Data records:
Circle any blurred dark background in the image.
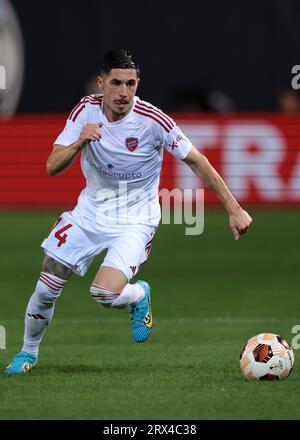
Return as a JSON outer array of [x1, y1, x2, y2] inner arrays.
[[5, 0, 300, 112]]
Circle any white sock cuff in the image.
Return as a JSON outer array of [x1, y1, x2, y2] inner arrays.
[[39, 272, 68, 293]]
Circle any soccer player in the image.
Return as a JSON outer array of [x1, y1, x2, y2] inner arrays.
[[5, 49, 252, 373]]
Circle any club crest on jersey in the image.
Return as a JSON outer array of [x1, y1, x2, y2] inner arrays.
[[125, 138, 139, 151]]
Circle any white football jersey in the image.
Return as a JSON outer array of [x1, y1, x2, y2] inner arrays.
[[54, 95, 192, 229]]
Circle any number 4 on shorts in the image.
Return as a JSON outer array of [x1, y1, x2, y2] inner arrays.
[[54, 223, 73, 247], [47, 217, 73, 247]]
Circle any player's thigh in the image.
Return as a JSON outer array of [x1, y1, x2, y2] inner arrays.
[[41, 255, 73, 280], [101, 227, 155, 282], [93, 266, 128, 292]]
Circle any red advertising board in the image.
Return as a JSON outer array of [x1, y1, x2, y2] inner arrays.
[[0, 113, 300, 209]]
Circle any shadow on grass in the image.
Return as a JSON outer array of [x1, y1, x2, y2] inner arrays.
[[33, 363, 199, 376]]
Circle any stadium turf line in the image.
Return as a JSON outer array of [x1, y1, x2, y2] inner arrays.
[[0, 211, 300, 420]]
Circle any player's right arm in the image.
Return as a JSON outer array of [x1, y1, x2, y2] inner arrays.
[[46, 124, 102, 176]]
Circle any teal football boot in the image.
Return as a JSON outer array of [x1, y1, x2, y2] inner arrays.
[[4, 351, 38, 374], [129, 280, 153, 342]]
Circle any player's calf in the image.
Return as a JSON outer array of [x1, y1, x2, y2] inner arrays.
[[90, 283, 145, 309]]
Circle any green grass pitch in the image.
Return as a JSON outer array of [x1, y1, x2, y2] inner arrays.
[[0, 210, 300, 420]]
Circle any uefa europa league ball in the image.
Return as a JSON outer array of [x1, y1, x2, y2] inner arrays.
[[240, 333, 295, 380]]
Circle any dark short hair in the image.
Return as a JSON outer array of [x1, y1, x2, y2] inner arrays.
[[100, 49, 140, 77]]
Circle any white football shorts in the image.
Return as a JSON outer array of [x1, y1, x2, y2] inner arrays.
[[41, 211, 157, 281]]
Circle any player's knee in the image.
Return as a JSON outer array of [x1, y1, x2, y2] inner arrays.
[[36, 272, 66, 304], [90, 284, 121, 307]]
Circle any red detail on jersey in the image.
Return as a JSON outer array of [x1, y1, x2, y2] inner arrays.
[[71, 104, 85, 122], [125, 137, 139, 151], [46, 217, 61, 238], [136, 101, 175, 130], [168, 142, 178, 150], [133, 106, 171, 133], [68, 95, 103, 121]]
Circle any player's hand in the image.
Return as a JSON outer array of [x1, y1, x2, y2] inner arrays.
[[79, 122, 103, 143], [229, 207, 252, 240]]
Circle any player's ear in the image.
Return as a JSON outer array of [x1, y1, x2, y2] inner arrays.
[[97, 75, 104, 92]]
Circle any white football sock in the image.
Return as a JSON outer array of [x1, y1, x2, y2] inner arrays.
[[22, 272, 67, 356], [111, 283, 145, 309]]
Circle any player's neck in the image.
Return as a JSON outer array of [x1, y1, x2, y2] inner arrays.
[[103, 102, 132, 122]]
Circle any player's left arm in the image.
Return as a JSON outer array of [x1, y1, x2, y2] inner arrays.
[[183, 146, 252, 240]]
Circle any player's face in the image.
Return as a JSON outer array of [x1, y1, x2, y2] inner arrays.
[[98, 69, 140, 119]]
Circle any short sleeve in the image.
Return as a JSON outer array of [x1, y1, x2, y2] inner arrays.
[[54, 100, 87, 146], [163, 125, 192, 159]]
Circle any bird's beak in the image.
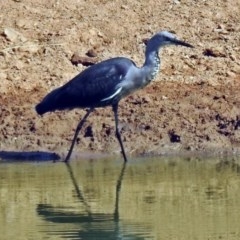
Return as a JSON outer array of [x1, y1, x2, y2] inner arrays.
[[173, 39, 194, 48]]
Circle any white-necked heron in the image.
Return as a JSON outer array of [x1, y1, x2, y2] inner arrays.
[[36, 31, 193, 162]]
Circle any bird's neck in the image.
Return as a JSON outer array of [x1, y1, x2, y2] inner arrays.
[[143, 51, 160, 82]]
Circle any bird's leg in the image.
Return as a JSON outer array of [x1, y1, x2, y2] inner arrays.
[[112, 104, 127, 162], [64, 108, 94, 162]]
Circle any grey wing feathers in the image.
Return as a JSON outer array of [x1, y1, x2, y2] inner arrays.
[[36, 58, 133, 114]]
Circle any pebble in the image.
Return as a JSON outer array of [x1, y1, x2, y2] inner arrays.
[[3, 28, 27, 43], [71, 53, 98, 66]]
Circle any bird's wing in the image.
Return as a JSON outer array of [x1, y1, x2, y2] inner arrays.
[[62, 58, 133, 107], [36, 58, 134, 114]]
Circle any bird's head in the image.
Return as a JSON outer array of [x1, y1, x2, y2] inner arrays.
[[147, 31, 193, 51]]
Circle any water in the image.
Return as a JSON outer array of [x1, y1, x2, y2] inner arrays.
[[0, 158, 240, 240]]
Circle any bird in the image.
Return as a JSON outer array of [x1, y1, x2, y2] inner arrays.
[[35, 31, 193, 162]]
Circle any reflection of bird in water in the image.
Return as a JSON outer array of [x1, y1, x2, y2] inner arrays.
[[37, 163, 150, 240], [36, 31, 192, 162]]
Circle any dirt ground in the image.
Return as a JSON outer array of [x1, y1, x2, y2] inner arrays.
[[0, 0, 240, 160]]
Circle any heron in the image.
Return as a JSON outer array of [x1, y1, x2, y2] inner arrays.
[[36, 31, 193, 162]]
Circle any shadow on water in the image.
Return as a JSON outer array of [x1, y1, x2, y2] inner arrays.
[[0, 151, 60, 162], [37, 163, 149, 240]]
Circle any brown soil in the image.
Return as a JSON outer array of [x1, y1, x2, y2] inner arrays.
[[0, 0, 240, 160]]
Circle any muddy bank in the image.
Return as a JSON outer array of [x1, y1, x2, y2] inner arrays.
[[0, 0, 240, 161]]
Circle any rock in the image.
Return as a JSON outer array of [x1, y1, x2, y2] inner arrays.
[[18, 42, 41, 53], [86, 49, 97, 57], [3, 28, 27, 42], [71, 53, 98, 66], [203, 48, 226, 57]]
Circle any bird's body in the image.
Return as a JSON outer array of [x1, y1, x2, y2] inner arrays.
[[36, 32, 192, 161]]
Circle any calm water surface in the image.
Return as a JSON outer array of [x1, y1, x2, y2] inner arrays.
[[0, 158, 240, 240]]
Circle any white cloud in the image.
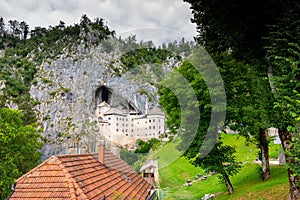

• **To do**
Locate each line in the data records above that contains the word "dark", and copy those lines in full.

• **Answer below**
Circle any blurred dark background in the image.
Circle any dark short hair in the image.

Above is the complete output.